▸ TASK ITEM
Write only the number of lines in the entries that hold the string "below".
..........
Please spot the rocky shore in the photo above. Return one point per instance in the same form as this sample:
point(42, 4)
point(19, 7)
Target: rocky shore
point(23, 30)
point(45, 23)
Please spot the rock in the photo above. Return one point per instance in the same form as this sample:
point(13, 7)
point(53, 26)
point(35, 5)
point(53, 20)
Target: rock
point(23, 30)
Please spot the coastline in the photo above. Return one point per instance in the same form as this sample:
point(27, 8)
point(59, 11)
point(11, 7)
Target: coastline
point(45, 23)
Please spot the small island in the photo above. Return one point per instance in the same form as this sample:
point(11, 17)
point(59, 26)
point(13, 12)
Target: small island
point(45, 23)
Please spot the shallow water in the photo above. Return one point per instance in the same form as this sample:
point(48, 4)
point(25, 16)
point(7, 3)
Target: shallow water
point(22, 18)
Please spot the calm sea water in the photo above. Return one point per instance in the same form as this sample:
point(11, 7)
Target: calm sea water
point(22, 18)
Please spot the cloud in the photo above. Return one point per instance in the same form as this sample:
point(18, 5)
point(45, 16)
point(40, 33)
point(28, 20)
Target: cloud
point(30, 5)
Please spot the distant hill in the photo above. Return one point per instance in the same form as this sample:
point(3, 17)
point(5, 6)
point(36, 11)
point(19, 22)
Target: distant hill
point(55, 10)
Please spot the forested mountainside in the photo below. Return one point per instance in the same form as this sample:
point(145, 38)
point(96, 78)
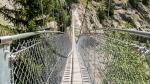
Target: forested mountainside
point(27, 15)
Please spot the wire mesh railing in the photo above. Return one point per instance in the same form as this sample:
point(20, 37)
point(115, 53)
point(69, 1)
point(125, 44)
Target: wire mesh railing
point(116, 56)
point(34, 58)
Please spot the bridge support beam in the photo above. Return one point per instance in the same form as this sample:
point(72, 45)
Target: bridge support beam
point(5, 74)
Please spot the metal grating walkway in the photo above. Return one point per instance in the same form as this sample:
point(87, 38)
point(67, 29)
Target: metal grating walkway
point(75, 72)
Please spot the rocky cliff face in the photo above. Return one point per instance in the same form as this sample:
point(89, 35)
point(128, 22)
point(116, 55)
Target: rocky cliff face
point(125, 16)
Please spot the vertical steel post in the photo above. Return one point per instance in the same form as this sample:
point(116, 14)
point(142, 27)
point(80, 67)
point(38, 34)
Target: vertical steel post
point(5, 76)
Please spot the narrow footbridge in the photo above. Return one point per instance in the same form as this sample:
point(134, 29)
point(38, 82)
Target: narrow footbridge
point(48, 57)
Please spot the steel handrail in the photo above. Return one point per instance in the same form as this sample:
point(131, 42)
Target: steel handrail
point(7, 39)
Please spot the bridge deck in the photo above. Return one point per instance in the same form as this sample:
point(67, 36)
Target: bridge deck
point(75, 72)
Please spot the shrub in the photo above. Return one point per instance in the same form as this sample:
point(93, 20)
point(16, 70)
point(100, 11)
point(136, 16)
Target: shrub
point(134, 3)
point(145, 2)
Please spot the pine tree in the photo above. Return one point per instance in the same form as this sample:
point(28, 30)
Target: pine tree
point(28, 13)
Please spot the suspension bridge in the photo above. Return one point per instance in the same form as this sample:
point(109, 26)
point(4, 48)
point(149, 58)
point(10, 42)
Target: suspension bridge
point(53, 57)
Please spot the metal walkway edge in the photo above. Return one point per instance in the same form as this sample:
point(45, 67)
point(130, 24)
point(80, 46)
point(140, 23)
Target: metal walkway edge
point(75, 72)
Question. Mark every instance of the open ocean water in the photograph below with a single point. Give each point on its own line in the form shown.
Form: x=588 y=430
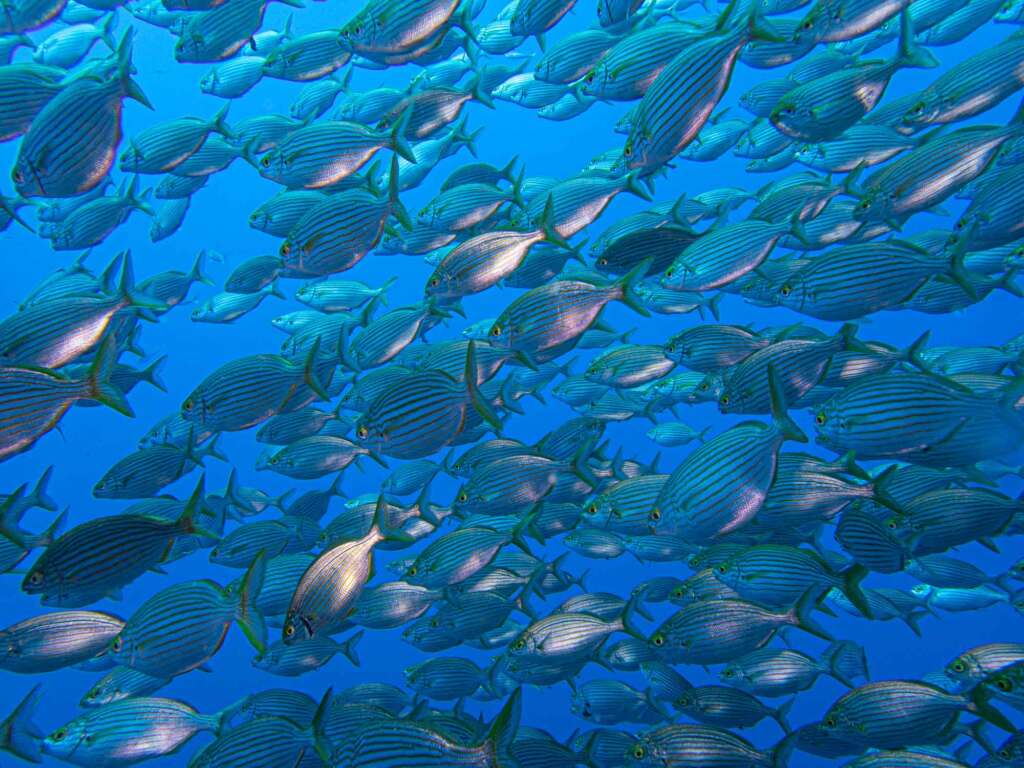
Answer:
x=90 y=439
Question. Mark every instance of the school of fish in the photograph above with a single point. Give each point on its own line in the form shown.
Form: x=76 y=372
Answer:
x=861 y=482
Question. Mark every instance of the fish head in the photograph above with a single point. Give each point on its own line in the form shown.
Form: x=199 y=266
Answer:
x=273 y=165
x=710 y=389
x=924 y=111
x=644 y=752
x=677 y=275
x=28 y=176
x=67 y=739
x=441 y=285
x=209 y=82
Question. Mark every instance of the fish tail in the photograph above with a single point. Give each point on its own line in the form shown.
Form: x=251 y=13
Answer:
x=99 y=387
x=634 y=185
x=852 y=578
x=503 y=728
x=779 y=715
x=979 y=705
x=911 y=54
x=633 y=607
x=321 y=743
x=779 y=414
x=397 y=140
x=19 y=735
x=219 y=124
x=151 y=373
x=397 y=209
x=347 y=648
x=246 y=613
x=780 y=753
x=845 y=660
x=125 y=69
x=801 y=615
x=107 y=31
x=196 y=273
x=628 y=285
x=309 y=376
x=478 y=401
x=39 y=497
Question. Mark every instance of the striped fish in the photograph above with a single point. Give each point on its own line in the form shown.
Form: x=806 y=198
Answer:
x=835 y=20
x=407 y=743
x=854 y=281
x=165 y=145
x=336 y=235
x=975 y=665
x=33 y=400
x=307 y=56
x=268 y=741
x=333 y=583
x=728 y=708
x=51 y=641
x=721 y=485
x=250 y=390
x=121 y=683
x=181 y=627
x=893 y=713
x=557 y=313
x=932 y=172
x=233 y=78
x=689 y=744
x=71 y=144
x=323 y=154
x=799 y=366
x=916 y=417
x=128 y=731
x=96 y=558
x=721 y=631
x=221 y=32
x=629 y=69
x=309 y=655
x=25 y=90
x=774 y=672
x=708 y=348
x=681 y=99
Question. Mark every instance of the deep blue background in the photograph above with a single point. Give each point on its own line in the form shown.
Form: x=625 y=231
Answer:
x=93 y=438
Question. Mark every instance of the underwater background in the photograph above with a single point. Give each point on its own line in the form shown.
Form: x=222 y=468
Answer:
x=90 y=439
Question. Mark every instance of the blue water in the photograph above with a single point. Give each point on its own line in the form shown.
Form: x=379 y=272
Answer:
x=91 y=439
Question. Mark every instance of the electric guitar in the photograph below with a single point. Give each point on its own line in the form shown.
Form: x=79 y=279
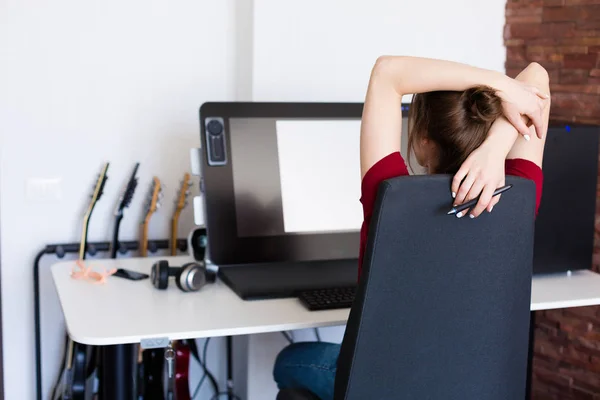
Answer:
x=76 y=371
x=152 y=204
x=151 y=363
x=124 y=202
x=179 y=383
x=180 y=204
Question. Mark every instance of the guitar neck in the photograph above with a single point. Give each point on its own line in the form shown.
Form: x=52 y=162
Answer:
x=174 y=231
x=144 y=237
x=114 y=245
x=84 y=232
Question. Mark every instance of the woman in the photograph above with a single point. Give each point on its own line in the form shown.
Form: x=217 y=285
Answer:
x=463 y=121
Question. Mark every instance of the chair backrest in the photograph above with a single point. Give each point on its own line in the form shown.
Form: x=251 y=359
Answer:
x=442 y=307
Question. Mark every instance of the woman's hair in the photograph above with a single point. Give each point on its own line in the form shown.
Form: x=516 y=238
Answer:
x=457 y=122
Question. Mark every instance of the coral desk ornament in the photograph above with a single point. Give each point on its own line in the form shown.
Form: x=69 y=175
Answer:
x=81 y=271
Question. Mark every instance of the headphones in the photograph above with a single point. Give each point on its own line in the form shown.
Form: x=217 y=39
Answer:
x=190 y=277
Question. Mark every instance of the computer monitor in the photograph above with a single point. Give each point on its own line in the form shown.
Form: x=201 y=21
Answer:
x=281 y=181
x=564 y=228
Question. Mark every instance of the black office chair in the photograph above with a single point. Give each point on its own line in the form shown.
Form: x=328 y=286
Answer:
x=442 y=307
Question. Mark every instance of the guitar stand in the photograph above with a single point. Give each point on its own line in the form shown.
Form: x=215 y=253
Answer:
..........
▸ OUTPUT OF THE TASK
3